### Short task
Please print all of the material below, word for word.

### Task inputs
══════════════════════════════

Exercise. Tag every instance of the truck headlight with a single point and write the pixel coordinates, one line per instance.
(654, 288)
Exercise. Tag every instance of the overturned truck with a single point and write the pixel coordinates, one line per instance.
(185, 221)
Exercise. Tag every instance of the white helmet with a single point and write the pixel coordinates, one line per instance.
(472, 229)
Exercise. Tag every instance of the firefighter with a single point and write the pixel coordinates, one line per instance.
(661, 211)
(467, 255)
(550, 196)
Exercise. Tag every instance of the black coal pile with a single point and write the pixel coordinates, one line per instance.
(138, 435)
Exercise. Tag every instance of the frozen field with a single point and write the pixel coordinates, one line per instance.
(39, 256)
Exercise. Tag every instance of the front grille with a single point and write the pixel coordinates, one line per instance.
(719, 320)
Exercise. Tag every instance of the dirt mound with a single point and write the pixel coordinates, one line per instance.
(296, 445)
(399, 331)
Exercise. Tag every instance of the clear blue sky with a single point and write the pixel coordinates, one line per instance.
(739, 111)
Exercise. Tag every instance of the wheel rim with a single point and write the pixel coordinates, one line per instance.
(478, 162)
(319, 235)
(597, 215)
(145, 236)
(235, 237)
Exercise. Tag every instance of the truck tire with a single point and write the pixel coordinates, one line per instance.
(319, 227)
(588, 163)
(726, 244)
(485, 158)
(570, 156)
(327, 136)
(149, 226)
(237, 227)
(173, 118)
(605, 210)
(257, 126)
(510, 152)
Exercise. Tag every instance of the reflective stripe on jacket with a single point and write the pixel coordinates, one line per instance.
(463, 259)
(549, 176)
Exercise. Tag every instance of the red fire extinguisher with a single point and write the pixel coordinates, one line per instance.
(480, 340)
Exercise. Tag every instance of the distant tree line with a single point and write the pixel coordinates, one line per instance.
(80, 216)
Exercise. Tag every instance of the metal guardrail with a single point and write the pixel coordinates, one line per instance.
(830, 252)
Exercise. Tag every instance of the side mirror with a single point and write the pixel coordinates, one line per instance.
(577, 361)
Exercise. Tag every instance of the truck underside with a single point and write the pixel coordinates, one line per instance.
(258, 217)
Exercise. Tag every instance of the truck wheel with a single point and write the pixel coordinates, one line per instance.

══════════════════════════════

### Task output
Exercise. Tag every instance of the truck headlight with a single point and write the pixel coordinates, one line per instance.
(654, 288)
Exercise. Tag every instance of the overturned truck with a single point and write the pixel coordinates, one line per instance.
(185, 221)
Exercise. Tag every instance of the white helmet with a single point and write the pixel coordinates, one line per instance.
(472, 229)
Exercise. Tag every instance of the firefighter with a single point and write the pixel coordinates, one line per instance.
(661, 211)
(467, 255)
(550, 196)
Exercise. Tag every instance of the black coal pile with a single point and write the pixel coordinates, one line per instance.
(138, 435)
Exercise. Tag every instance of the frozen field with a single point and write the pixel coordinates, one line per instance.
(39, 256)
Exercise. Tag every instance of the front grille with a single point and write the pixel coordinates, one line per instance.
(719, 320)
Exercise. Tag every instance of the dirt mound with a single point and write the pixel coordinates, one line per instance.
(296, 445)
(399, 331)
Exercise. Tag every instance of the clear blue sky with a single point and write the pixel coordinates, one line per instance.
(739, 111)
Exercise. Tag every instance of the wheel rim with a single point and write the pixel coordinates, one line per instance.
(478, 162)
(319, 235)
(597, 215)
(145, 236)
(235, 237)
Exercise. Tag every instance of the truck tire with a single point and write the pixel coordinates, one line per instance.
(319, 227)
(588, 163)
(726, 244)
(485, 158)
(570, 156)
(327, 136)
(149, 226)
(237, 227)
(173, 118)
(605, 210)
(257, 126)
(510, 152)
Exercise. Tag every instance of the reflective stripe on jacket with a single point and write the pixel coordinates, one line per instance.
(463, 259)
(549, 176)
Exercise. Tag every instance of the red fire extinguisher with a single point and write the pixel coordinates, one line per instance.
(480, 340)
Exercise. Tag every instance of the distant tree line with a single point and write the pixel coordinates, one line per instance.
(80, 216)
Exercise. Tag every instance of the metal guardrail with a single point and write the pixel coordinates, one line per instance.
(830, 252)
Exercise. Tag every instance of the side mirror with a single point and write the pixel coordinates, one line per instance.
(577, 361)
Exercise. Tag every instance of the truck underside with a single point and write the pixel coordinates, one line per instance.
(258, 217)
Exercise. Tag every instance of the truck wheel with a single point and write the pixel coordinates, one line per instance.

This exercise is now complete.